▶ INSTRUCTIONS TO FOLLOW
The whole listing needs to be restated word for word.

▶ RAW DATA
□ □ □ □
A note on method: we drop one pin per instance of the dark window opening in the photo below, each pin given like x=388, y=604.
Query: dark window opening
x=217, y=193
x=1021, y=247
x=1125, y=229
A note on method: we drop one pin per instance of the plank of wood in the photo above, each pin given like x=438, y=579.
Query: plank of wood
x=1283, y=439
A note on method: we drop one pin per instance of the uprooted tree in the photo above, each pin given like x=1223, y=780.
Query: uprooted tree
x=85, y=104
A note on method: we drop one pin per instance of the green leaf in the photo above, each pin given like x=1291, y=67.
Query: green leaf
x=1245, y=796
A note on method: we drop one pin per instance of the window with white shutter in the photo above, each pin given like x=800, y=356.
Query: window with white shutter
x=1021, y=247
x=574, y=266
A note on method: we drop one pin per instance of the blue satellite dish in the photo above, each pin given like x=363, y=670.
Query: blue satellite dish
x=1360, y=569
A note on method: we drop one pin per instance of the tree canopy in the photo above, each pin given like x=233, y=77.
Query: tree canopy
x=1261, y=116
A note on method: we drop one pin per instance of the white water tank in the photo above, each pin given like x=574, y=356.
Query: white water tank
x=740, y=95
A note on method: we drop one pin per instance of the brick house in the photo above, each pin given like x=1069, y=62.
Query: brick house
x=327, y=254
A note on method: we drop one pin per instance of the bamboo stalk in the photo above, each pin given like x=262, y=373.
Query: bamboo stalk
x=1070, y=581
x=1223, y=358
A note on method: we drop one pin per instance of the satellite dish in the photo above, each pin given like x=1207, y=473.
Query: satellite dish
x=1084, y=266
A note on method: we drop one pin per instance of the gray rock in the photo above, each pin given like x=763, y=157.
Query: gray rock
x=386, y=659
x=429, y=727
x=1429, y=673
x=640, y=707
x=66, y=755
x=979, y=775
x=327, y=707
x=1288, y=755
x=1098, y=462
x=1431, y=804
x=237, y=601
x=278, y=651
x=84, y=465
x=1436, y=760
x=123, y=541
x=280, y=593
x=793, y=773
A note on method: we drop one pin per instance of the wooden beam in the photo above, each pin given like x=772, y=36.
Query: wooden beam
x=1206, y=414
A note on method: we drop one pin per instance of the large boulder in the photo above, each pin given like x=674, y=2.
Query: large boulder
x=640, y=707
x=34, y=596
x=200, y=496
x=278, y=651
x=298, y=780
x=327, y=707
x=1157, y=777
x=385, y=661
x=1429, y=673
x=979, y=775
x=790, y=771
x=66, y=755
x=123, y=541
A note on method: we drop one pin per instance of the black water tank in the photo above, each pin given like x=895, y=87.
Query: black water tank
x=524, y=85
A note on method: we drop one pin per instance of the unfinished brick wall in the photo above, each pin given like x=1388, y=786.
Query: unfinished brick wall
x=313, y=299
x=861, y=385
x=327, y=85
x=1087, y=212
□ □ □ □
▶ RESPONSE AREA
A note on method: we drop one pin per instance of the dark window opening in the photo below, each pin given like x=388, y=604.
Query: dark window opening
x=217, y=193
x=1021, y=247
x=1125, y=229
A note on method: we drop one pin per instance of the plank of wood in the photo above, each pin given like x=438, y=579.
Query: plank of wood
x=1283, y=439
A note on method: we drop one pin per instance of the uprooted tree in the photo above, each pin given like x=1223, y=780.
Query: uprooted tree
x=85, y=104
A note on method: we drop one pin per instance of the green leaf in the photo above, each pin given like x=1291, y=67.
Query: green leaf
x=1245, y=796
A note on method: we drop one pin per instance of the window with white shutter in the photo above, each pin given like x=800, y=356.
Query: window with white shutter
x=1021, y=247
x=574, y=266
A note on method: we drop one pin per instance of the blue satellite dish in the photo above, each pin given like x=363, y=670.
Query: blue satellite dish
x=1360, y=569
A note on method: we drop one pin per instance of the tree canopy in the photo above, each pin given like x=233, y=77.
Query: tree canopy
x=1261, y=116
A note on method: we drop one pin per instance of the white water tank in the photo above, each pin given like x=574, y=356.
Query: white water tank
x=740, y=95
A note on method: we drop one pin per instance of the brick house in the photo above, each pin given like x=1069, y=62.
Query: brick house
x=327, y=254
A note on method: we drop one pin per instance of the bamboo stalk in the photo above, each pin given like x=262, y=373.
Query: bamboo stalk
x=1070, y=581
x=1223, y=358
A note on method: we drop one pin per instance of the satellite dish in the photo above, each pin given like x=1207, y=473.
Query: satellite dish
x=1084, y=266
A note on method: we drop one pin per instance of the gray rock in the photo above, each pin given like x=763, y=157.
Query: gray rock
x=386, y=659
x=429, y=727
x=1429, y=673
x=640, y=707
x=66, y=755
x=979, y=775
x=327, y=707
x=1288, y=755
x=1098, y=462
x=1431, y=804
x=237, y=601
x=278, y=651
x=84, y=465
x=1436, y=760
x=123, y=541
x=280, y=593
x=793, y=773
A note on method: we drop one pin per instance of the wooden beam in the photo above, each pin given like x=772, y=36.
Query: wooden beam
x=1206, y=414
A note on method: we drop one pin per instance of the large boulder in the photo above, each pin given like x=674, y=2.
Query: large boulder
x=640, y=707
x=34, y=596
x=200, y=496
x=278, y=651
x=298, y=780
x=327, y=707
x=1157, y=777
x=385, y=661
x=1429, y=673
x=979, y=775
x=790, y=771
x=66, y=755
x=123, y=541
A note on method: we drop one pin per instance of the black water tank in the photo above, each pin given like x=895, y=87.
Query: black water tank
x=524, y=85
A note on method: we drop one pin per instance of the unfinished brick wall in the photo above, each pin given like x=1388, y=786.
Query: unfinished brick wall
x=313, y=299
x=861, y=385
x=327, y=85
x=1087, y=212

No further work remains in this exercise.